**Prompt:** Lay out every line of the entries below as a Markdown table with the columns "No." and "Text," numbering the rows and leaving out blank lines. Omit the pictures.

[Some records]
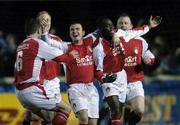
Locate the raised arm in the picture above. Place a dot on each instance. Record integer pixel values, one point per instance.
(51, 53)
(147, 56)
(136, 32)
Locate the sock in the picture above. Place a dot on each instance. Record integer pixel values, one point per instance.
(45, 123)
(115, 120)
(126, 115)
(134, 118)
(27, 119)
(60, 118)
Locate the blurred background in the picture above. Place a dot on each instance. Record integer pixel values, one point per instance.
(162, 81)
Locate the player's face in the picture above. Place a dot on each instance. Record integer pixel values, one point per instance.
(107, 28)
(76, 32)
(124, 23)
(47, 18)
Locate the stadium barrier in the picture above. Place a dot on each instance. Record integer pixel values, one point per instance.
(162, 102)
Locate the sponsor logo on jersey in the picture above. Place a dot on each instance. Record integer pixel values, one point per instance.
(130, 61)
(87, 60)
(136, 50)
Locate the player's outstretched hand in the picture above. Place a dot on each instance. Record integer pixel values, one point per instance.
(74, 53)
(154, 21)
(111, 77)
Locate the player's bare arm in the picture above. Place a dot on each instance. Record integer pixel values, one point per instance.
(154, 21)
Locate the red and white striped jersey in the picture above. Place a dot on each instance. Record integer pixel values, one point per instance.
(107, 61)
(81, 70)
(135, 50)
(30, 59)
(52, 68)
(103, 56)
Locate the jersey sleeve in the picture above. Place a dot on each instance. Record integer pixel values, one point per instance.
(98, 57)
(94, 35)
(48, 52)
(58, 44)
(146, 53)
(129, 34)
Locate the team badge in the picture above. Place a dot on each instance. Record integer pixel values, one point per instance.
(107, 90)
(74, 105)
(135, 50)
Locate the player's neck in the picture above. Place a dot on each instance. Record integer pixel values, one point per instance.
(33, 36)
(80, 42)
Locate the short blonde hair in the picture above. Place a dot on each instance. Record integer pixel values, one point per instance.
(43, 12)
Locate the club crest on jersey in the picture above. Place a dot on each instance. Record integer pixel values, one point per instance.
(89, 48)
(107, 90)
(135, 50)
(74, 105)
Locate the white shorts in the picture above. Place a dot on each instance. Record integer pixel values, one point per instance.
(118, 87)
(84, 96)
(35, 98)
(52, 87)
(134, 89)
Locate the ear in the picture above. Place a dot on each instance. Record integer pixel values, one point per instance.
(131, 25)
(83, 32)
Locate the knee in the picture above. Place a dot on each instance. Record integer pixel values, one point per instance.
(83, 119)
(60, 118)
(68, 109)
(83, 116)
(139, 112)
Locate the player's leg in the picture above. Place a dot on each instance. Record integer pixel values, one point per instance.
(93, 105)
(136, 102)
(115, 108)
(137, 105)
(92, 121)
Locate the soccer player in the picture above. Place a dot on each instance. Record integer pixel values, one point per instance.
(51, 81)
(30, 74)
(83, 95)
(136, 51)
(109, 58)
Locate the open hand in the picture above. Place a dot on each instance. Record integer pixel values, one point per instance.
(154, 21)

**Response:**
| No. | Text |
|---|---|
| 1 | Locate the raised arm in the picture above. Place a dot on each instance. Record integer pixel values, one point per instance. |
| 2 | (51, 53) |
| 3 | (147, 56) |
| 4 | (136, 32) |
| 5 | Locate the sock in the picture above. Place a dot on each instance. Record integer pixel values, one point per instance. |
| 6 | (45, 123) |
| 7 | (115, 120) |
| 8 | (126, 115) |
| 9 | (134, 118) |
| 10 | (27, 119) |
| 11 | (60, 118) |
| 12 | Locate the blurred background in the picture above. Place a dot on each instance. Record integer pixel values, one point per instance. |
| 13 | (162, 81) |
| 14 | Locate the player's face in the picture above. Place a dot on each instance. Record integer pixel values, one point per instance. |
| 15 | (107, 28) |
| 16 | (76, 32) |
| 17 | (124, 23) |
| 18 | (47, 18) |
| 19 | Locate the stadium barrier in the picture above. Place a dot on each instance. Record integer pixel values, one point per instance. |
| 20 | (162, 102) |
| 21 | Locate the sponsor logo on jersey in the picture above. Place a dot on each instance. Record integer pixel values, one point per instance. |
| 22 | (130, 61) |
| 23 | (87, 60) |
| 24 | (136, 50) |
| 25 | Locate the player's outstretched hand in the picture above. Place a dot on each instance. Record integer pixel values, one point per instance. |
| 26 | (74, 53) |
| 27 | (154, 21) |
| 28 | (111, 77) |
| 29 | Locate the player's bare arm in the picture above. Place a dot on each instance. Record integer pixel values, one point per instance. |
| 30 | (154, 21) |
| 31 | Locate the red and white striped jersey in the picture above. Place a dot on each instance. Record integer pixel values, one point per instance. |
| 32 | (107, 61) |
| 33 | (81, 70) |
| 34 | (135, 50) |
| 35 | (30, 59) |
| 36 | (52, 68) |
| 37 | (103, 56) |
| 38 | Locate the jersey sleeve in the picture above. Place a dot on each instance. Record integer pixel values, one point per instance. |
| 39 | (98, 57) |
| 40 | (94, 35) |
| 41 | (48, 52) |
| 42 | (58, 44) |
| 43 | (146, 53) |
| 44 | (129, 34) |
| 45 | Locate the team badge in the picture above. Place a dot on each instance. Record integer pixel values, one point per instance. |
| 46 | (107, 90) |
| 47 | (74, 105) |
| 48 | (135, 50) |
| 49 | Locate the player's neck in the picture above. Place a dot on each instance. Record integer pixel values, one point per instance. |
| 50 | (33, 36) |
| 51 | (80, 42) |
| 52 | Locate the short blonde hair in the picture above. Place a dot on each instance. Record integer pixel values, one point per instance. |
| 53 | (43, 12) |
| 54 | Locate the club crest on jersey in the picture above. Place a dot on each instance. Record integer pixel values, one point per instance. |
| 55 | (89, 48) |
| 56 | (107, 90) |
| 57 | (135, 50) |
| 58 | (74, 105) |
| 59 | Locate the white shorts in the picture above. Place a dot on each instance. Record integer pixel values, one point per instance. |
| 60 | (118, 87) |
| 61 | (84, 96) |
| 62 | (35, 98) |
| 63 | (52, 87) |
| 64 | (134, 89) |
| 65 | Locate the ear in the picture above. Place a dot on each instance. Record integer pixel values, one point per instance. |
| 66 | (131, 25) |
| 67 | (83, 32) |
| 68 | Locate the knee in the picture above. Place a dot on each instance. Record integer pixel values, one point per instance. |
| 69 | (83, 119) |
| 70 | (60, 118) |
| 71 | (68, 109) |
| 72 | (83, 116) |
| 73 | (139, 112) |
| 74 | Locate the player's leg in the picture above. Place a dot on each instance. Record integer pixel values, one point per instance. |
| 75 | (93, 105) |
| 76 | (136, 102) |
| 77 | (115, 108) |
| 78 | (137, 105) |
| 79 | (92, 121) |
| 80 | Locate the soccer player in the picture above. Place a dot on each instance. Record integer pixel values, one point per instance. |
| 81 | (51, 81) |
| 82 | (30, 74) |
| 83 | (83, 95) |
| 84 | (136, 51) |
| 85 | (109, 58) |
| 86 | Locate the open hand in the picture above. Place a dot on each instance. Record integer pixel values, one point per instance. |
| 87 | (154, 21) |